[Location annotation dataset excerpts]
>> begin

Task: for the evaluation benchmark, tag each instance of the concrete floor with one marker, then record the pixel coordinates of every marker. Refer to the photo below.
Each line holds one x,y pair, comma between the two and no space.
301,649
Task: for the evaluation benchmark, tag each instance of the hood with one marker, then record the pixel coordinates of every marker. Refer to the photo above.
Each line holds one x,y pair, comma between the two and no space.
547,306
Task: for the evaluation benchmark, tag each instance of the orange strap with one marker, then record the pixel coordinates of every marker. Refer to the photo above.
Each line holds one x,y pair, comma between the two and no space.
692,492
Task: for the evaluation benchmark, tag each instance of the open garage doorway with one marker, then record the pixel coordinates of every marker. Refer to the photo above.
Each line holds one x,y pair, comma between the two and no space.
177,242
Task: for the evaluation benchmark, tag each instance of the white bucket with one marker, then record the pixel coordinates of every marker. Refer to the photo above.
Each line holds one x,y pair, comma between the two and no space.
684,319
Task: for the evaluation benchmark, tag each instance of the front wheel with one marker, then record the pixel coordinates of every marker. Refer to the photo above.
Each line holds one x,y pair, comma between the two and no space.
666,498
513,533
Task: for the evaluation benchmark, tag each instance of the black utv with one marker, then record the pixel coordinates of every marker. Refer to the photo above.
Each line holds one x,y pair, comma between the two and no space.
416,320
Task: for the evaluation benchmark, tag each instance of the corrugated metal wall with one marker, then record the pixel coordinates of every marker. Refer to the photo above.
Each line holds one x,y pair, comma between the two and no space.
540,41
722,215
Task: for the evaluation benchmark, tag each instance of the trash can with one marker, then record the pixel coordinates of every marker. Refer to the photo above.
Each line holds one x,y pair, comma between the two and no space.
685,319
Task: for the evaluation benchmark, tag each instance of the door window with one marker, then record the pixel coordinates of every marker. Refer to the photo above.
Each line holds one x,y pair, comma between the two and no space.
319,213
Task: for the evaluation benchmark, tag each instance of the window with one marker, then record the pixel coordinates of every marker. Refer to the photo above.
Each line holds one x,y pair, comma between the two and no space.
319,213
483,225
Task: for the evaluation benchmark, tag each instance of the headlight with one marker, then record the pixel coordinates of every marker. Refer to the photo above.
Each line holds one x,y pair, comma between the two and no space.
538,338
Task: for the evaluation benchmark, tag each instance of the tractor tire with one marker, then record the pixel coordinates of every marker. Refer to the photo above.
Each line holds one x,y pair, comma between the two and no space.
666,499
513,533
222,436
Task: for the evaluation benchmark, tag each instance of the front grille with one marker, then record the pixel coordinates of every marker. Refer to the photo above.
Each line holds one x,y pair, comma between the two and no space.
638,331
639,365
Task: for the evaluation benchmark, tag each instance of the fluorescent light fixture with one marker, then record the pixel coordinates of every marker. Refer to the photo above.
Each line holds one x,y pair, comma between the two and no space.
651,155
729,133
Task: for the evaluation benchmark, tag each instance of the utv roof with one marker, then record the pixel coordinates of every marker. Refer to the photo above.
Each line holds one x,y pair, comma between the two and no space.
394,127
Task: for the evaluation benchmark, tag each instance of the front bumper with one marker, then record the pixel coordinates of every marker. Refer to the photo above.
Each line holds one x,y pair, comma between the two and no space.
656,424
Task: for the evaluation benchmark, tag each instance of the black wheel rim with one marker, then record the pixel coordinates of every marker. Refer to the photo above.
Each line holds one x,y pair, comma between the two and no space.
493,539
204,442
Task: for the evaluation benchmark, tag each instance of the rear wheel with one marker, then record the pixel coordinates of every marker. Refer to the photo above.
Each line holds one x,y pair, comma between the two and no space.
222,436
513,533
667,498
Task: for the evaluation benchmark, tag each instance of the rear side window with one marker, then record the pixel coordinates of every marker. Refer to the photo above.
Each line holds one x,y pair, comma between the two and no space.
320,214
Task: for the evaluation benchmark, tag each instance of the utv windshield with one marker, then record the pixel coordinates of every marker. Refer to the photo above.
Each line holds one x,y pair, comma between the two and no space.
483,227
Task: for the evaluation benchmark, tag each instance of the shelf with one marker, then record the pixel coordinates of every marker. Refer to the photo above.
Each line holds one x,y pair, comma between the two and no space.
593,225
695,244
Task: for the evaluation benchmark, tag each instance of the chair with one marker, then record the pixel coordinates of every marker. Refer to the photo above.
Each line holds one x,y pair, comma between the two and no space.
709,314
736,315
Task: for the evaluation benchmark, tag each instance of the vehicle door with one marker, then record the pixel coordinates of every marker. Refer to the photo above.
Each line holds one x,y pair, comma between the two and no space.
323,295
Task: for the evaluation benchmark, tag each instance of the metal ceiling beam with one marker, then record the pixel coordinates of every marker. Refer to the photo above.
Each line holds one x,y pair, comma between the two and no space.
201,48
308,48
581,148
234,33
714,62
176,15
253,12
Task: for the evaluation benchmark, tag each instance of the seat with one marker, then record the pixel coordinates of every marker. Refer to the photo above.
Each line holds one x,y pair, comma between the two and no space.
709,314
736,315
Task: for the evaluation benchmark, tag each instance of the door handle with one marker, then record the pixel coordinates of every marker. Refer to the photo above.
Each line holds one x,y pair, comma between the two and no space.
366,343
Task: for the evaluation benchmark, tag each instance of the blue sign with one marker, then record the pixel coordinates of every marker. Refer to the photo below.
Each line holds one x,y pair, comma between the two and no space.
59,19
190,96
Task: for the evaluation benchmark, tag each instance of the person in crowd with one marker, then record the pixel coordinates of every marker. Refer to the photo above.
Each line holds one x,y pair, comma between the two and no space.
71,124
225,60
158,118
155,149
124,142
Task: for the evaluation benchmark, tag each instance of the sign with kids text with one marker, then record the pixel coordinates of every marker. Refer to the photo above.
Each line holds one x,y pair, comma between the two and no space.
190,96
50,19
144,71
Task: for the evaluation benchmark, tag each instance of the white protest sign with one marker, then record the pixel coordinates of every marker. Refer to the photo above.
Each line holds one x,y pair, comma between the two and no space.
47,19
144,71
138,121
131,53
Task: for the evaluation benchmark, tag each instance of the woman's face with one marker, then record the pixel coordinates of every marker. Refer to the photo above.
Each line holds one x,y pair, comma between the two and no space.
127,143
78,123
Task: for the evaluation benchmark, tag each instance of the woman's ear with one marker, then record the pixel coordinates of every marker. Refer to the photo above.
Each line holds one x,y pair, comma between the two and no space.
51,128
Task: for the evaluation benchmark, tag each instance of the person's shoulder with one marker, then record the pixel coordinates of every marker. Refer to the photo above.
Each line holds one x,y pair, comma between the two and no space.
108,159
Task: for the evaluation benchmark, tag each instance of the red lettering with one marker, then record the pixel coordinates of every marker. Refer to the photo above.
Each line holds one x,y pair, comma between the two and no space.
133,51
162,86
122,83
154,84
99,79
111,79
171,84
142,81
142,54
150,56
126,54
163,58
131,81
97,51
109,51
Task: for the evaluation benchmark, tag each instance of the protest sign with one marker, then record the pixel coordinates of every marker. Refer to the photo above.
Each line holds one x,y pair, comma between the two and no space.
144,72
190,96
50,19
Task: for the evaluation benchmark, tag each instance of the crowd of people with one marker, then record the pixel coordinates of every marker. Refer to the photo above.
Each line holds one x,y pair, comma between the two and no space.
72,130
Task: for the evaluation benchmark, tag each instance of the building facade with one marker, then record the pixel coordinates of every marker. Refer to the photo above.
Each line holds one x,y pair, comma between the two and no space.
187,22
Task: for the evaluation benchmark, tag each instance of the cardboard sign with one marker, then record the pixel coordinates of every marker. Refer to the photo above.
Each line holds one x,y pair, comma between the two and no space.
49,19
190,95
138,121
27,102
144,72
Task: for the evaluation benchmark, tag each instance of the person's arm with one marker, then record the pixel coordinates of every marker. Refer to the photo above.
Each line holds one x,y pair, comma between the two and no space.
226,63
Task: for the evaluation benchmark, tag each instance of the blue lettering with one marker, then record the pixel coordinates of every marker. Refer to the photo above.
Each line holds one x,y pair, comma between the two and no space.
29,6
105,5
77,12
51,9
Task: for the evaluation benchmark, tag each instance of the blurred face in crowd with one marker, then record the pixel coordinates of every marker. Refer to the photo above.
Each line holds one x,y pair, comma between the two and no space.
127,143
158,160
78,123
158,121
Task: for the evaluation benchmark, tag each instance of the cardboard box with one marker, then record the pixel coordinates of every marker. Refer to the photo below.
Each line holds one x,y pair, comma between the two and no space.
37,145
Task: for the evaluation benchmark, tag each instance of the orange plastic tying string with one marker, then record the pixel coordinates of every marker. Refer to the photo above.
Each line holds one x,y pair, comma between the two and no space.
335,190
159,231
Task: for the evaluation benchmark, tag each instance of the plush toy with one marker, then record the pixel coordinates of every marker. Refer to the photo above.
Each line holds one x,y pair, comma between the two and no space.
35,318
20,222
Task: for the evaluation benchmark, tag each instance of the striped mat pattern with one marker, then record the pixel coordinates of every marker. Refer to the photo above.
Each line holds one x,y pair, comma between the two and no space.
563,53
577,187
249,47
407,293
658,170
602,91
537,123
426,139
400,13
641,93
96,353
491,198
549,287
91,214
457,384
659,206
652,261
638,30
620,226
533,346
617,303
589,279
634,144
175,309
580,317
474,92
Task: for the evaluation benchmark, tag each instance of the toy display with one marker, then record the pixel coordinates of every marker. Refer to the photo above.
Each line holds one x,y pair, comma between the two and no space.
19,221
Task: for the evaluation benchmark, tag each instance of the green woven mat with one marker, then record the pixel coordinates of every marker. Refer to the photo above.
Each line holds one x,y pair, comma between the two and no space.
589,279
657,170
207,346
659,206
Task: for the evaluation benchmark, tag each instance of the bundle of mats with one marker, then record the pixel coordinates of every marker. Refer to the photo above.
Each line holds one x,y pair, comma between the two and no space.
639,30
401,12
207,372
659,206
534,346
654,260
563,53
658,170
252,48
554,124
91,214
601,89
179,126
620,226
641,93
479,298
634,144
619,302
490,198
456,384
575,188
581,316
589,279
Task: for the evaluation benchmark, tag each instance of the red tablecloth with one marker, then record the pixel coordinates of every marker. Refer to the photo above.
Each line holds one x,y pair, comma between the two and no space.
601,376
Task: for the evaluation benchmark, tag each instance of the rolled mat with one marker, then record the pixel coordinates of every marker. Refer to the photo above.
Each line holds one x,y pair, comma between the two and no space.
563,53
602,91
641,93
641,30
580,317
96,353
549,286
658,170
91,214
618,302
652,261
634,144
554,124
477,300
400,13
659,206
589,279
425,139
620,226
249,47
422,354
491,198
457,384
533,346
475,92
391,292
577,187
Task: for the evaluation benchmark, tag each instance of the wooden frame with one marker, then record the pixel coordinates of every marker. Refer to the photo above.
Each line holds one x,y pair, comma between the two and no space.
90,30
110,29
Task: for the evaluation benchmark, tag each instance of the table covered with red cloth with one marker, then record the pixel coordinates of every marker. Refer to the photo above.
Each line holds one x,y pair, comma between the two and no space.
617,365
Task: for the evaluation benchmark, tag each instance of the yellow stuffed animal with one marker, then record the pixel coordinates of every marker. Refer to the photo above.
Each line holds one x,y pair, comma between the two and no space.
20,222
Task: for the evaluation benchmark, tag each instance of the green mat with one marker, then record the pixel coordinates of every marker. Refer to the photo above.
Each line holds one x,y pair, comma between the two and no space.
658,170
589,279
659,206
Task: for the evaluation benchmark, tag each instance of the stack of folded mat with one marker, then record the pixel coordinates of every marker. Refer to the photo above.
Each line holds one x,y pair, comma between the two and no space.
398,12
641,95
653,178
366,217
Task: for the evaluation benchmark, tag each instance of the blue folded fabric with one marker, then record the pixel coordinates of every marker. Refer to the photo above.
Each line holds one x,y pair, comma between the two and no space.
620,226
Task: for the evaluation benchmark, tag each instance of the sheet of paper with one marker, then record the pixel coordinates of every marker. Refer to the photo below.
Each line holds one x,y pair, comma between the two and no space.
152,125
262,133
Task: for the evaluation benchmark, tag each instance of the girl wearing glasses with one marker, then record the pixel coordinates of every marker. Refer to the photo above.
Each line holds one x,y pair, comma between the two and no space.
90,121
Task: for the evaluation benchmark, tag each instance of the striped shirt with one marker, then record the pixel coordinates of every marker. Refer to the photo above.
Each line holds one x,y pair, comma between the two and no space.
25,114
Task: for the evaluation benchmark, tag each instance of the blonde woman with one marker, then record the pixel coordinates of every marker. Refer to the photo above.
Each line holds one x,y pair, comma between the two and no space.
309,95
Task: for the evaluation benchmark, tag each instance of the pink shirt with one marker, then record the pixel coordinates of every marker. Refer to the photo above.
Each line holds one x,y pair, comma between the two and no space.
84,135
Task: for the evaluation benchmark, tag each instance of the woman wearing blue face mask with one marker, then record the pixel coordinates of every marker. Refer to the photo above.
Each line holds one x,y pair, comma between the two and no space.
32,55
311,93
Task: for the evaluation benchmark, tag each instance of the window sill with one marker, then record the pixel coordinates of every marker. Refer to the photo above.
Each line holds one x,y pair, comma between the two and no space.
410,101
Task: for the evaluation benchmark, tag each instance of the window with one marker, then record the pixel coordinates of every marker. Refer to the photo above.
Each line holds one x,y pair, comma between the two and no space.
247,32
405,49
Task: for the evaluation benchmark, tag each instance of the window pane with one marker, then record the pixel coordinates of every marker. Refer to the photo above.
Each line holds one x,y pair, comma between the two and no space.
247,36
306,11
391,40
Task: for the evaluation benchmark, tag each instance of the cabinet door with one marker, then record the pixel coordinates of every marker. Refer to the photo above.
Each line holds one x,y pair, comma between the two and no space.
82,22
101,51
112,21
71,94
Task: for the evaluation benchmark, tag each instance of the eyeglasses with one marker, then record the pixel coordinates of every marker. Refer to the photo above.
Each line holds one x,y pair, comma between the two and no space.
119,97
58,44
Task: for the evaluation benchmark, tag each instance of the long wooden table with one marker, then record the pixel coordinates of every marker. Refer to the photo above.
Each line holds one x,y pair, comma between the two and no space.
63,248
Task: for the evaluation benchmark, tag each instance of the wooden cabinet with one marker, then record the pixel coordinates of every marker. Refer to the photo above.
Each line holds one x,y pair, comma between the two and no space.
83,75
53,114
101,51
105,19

>> end

Write the lines out exactly, from the one with "of the eyeglasses" down to the last line of the listing, and leave out all others.

Task: for the evaluation benchmark, tag each instance of the eyeglasses with one marker, then record the pixel coordinates of every marker. Refer to the photo above.
Each line holds one x,y pair, comma between the two and no space.
119,97
58,44
Task: for the evaluation benchmark, tag each instance of the long wooden table with one marker, then record the pixel coordinates of every marker. Refer to the photo above.
Each line holds one x,y pair, comma between the two and no space.
63,248
Task: for the evaluation benchmark, tag each instance of the wooden cabinet with one marker, then record the pixel coordinates of every marker. Refer to the photo above.
Each line holds one x,y pair, comma between the two and no space.
83,75
53,114
101,51
105,19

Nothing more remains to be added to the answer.